= ASSIGNED TASK =
Output the full set of records exactly.

┌────────

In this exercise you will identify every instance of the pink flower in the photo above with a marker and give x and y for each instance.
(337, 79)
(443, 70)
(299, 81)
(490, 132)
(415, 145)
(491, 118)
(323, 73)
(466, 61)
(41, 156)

└────────

= TASK RESULT =
In this exercise you will identify every instance of the pink flower in the photo above with a marker and give x and y for each instance.
(337, 79)
(443, 70)
(299, 81)
(490, 132)
(415, 145)
(491, 118)
(323, 73)
(466, 61)
(41, 156)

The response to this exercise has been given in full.